» **PROVIDED MATERIAL**:
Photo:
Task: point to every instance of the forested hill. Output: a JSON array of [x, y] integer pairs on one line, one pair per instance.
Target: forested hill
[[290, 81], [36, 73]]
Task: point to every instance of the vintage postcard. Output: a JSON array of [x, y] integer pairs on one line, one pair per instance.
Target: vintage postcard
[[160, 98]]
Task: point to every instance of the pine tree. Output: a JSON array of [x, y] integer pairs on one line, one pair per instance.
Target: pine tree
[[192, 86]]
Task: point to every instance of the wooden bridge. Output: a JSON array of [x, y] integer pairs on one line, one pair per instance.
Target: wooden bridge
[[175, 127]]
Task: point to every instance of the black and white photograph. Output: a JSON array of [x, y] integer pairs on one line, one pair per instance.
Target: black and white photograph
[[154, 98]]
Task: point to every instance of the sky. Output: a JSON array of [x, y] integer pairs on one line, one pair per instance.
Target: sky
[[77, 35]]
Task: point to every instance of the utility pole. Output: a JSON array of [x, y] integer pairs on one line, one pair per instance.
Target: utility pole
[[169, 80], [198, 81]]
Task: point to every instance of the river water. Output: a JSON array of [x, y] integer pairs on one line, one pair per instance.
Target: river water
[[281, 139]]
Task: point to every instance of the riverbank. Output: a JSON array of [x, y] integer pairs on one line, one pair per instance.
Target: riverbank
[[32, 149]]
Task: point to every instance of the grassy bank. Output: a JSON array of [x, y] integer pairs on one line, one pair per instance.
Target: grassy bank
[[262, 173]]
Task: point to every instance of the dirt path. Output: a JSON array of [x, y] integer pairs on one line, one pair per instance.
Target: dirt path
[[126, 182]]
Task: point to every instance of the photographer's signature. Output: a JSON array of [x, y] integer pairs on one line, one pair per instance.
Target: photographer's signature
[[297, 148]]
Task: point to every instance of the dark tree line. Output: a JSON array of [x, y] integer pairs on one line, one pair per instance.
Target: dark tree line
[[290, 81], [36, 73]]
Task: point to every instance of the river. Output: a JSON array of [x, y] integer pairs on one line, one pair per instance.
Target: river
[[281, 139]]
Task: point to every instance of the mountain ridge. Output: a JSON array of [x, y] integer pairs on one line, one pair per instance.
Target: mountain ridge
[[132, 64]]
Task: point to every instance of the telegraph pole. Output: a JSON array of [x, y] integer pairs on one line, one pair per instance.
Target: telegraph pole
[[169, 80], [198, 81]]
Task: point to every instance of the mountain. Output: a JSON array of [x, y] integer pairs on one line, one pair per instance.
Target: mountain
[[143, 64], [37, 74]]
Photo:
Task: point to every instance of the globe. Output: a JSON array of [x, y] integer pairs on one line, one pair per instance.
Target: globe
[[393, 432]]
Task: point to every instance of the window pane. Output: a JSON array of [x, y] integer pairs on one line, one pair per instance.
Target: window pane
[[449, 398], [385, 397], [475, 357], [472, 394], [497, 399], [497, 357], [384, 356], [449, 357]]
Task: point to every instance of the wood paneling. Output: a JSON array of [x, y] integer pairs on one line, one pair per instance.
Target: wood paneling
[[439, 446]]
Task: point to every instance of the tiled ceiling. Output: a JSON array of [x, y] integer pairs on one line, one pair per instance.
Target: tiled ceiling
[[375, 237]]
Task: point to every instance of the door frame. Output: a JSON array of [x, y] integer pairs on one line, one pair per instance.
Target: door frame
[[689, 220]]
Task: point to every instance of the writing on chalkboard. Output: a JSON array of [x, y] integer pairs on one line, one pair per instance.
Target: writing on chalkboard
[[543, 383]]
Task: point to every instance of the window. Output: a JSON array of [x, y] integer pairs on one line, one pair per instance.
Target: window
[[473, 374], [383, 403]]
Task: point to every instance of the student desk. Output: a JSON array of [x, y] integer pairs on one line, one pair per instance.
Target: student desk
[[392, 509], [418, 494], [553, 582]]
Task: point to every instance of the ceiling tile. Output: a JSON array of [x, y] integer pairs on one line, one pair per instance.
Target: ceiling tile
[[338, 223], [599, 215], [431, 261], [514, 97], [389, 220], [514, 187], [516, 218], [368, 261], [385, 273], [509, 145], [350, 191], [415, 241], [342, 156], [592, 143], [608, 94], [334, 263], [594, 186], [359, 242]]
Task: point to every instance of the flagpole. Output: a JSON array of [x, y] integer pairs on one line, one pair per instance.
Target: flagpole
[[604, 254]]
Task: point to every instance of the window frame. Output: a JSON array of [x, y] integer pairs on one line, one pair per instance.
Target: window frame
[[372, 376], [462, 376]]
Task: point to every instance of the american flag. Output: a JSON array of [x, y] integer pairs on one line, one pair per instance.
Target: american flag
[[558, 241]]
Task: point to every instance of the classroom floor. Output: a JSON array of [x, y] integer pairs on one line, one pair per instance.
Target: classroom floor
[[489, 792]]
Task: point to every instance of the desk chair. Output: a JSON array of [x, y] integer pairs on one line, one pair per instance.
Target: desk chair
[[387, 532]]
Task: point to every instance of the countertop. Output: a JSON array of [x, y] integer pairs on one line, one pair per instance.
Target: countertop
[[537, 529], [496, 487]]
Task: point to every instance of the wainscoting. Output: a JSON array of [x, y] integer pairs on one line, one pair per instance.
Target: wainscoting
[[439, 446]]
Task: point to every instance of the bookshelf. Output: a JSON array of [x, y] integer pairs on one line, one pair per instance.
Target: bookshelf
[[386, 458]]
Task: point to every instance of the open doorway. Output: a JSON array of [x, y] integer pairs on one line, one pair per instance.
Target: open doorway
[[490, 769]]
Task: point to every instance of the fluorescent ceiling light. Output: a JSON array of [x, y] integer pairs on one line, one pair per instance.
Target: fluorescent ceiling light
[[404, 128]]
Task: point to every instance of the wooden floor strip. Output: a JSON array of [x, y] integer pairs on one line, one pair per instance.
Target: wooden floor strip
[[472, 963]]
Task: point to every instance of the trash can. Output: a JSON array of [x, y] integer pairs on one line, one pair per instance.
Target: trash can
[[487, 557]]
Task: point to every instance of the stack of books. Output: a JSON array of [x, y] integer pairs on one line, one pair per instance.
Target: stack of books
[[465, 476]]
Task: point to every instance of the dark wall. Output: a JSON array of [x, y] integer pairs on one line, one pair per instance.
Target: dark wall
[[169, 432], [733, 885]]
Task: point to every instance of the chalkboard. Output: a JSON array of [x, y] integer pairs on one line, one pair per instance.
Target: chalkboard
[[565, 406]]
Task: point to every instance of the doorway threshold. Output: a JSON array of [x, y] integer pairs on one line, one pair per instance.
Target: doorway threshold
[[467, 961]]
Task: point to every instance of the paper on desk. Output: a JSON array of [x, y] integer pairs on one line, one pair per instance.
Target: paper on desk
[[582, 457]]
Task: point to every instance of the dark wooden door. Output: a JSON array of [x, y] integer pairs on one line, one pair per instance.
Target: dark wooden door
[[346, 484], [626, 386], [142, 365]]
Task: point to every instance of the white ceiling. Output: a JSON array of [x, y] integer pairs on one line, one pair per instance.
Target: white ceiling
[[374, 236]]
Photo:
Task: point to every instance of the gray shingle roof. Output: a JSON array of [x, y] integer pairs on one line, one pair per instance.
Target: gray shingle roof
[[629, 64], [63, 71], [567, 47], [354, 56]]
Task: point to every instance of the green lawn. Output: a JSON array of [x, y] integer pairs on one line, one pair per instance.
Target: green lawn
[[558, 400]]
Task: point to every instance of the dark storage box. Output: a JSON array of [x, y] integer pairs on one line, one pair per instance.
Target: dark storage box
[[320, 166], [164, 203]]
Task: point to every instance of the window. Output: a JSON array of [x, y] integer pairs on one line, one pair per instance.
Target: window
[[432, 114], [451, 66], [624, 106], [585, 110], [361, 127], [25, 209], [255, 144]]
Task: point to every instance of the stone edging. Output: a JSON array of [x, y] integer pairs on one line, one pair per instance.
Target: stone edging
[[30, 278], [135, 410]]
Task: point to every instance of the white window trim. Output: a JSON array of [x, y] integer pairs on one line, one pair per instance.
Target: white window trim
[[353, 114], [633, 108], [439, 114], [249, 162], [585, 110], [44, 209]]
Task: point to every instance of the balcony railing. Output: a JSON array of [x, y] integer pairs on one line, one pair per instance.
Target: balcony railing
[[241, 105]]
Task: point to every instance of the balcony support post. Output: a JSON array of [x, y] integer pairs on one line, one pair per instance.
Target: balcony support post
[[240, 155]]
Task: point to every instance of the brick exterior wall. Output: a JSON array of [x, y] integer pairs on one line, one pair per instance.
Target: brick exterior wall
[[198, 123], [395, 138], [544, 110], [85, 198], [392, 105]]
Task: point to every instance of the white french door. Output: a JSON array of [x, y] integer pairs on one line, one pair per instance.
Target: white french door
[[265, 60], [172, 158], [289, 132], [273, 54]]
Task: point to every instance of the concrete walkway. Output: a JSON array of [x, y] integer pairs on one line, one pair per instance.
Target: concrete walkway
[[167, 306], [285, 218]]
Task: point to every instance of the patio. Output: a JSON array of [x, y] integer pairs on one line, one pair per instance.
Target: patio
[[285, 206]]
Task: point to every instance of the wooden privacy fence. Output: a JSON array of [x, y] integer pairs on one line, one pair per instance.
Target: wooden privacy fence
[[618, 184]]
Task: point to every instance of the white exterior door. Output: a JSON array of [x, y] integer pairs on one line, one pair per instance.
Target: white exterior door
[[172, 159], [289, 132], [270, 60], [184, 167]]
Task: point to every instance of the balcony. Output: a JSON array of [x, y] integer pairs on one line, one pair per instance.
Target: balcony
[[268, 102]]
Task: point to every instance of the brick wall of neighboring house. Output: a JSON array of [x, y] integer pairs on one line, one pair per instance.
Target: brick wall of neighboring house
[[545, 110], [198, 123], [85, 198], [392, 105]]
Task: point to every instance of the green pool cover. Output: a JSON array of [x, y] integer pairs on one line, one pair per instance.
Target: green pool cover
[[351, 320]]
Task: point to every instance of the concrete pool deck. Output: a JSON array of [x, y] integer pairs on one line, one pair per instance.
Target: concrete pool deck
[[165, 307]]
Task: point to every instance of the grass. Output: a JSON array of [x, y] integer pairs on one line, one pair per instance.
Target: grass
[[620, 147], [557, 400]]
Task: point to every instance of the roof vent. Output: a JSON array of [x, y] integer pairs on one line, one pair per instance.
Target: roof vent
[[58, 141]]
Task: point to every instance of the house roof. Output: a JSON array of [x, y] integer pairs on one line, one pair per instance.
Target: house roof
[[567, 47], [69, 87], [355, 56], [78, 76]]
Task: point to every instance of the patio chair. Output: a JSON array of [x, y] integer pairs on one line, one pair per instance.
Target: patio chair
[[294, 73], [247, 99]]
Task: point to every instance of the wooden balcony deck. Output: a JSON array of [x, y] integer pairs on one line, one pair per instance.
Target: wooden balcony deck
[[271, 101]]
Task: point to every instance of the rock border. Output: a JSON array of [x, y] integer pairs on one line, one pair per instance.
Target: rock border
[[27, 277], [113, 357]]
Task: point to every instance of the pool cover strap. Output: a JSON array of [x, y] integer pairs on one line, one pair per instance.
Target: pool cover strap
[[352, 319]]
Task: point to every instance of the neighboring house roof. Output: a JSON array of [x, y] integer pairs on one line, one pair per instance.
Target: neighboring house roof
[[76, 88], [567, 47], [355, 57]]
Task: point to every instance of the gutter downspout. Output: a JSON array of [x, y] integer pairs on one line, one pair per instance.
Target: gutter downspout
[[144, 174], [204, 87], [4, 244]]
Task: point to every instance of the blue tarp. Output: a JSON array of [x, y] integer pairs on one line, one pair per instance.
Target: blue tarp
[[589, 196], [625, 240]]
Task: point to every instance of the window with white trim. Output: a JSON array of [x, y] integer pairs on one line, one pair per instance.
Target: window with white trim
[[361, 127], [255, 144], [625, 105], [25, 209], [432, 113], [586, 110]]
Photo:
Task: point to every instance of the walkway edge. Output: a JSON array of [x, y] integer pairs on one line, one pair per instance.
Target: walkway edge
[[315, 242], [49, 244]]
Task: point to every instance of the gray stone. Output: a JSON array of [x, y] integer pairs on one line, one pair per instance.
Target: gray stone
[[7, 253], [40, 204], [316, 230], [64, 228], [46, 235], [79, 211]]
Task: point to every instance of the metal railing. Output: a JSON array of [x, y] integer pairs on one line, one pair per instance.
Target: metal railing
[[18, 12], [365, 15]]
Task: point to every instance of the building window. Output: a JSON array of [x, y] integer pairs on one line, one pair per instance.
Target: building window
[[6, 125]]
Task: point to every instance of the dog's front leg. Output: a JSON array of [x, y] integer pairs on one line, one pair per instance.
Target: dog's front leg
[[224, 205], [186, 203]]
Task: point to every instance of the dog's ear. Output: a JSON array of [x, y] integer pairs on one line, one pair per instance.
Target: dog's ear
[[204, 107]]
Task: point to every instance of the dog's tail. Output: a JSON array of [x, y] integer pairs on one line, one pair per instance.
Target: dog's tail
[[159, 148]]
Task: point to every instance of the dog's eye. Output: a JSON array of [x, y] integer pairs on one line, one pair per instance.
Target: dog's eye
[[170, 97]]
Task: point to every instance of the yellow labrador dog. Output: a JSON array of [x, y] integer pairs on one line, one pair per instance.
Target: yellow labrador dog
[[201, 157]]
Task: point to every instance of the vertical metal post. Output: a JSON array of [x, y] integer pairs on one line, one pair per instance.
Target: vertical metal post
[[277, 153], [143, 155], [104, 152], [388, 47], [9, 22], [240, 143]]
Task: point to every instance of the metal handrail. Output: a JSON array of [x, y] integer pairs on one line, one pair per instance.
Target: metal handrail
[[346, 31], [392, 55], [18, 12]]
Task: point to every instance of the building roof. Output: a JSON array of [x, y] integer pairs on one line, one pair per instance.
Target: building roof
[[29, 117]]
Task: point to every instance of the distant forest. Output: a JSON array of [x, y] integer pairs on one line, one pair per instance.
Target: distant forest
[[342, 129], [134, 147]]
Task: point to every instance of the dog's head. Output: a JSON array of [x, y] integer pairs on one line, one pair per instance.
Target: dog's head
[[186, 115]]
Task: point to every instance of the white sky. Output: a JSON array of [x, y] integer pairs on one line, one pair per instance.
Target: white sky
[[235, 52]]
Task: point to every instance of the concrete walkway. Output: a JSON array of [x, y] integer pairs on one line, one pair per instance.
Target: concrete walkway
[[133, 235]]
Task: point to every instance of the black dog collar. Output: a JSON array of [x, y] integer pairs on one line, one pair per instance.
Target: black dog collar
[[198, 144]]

» **TASK DESCRIPTION**: Beginning at the line that holds "Target: metal handrail", reproduce the lines exactly up to and including the final line of the entries.

» **RESPONSE AREA**:
Target: metal handrail
[[346, 31], [392, 55], [18, 12]]
Task: point to every instance of the building roof. Output: a JSON array of [x, y] integer pairs on one line, one pair per instance.
Target: building roof
[[29, 117]]
Task: point to every instance of the distant forest. Output: a JSON array of [x, y] integer pairs on one line, one pair per instance.
Target: distant forest
[[342, 129], [134, 147]]
Task: point to every instance of the dog's head. Output: a JSON array of [x, y] integer pairs on one line, one pair per instance.
Target: dog's head
[[186, 115]]
Task: point to every instance of the white sky. Output: a JSON array of [x, y] integer pairs on one line, one pair per instance.
Target: white sky
[[235, 52]]
Task: point to every instance of the concrete walkway. Output: a JSON array of [x, y] integer pairs on one line, one pair per instance.
Target: concrete walkway
[[133, 235]]
Task: point to every instance of the black dog collar. Output: a JSON array of [x, y] integer pairs on one line, one pair per instance.
Target: black dog collar
[[198, 144]]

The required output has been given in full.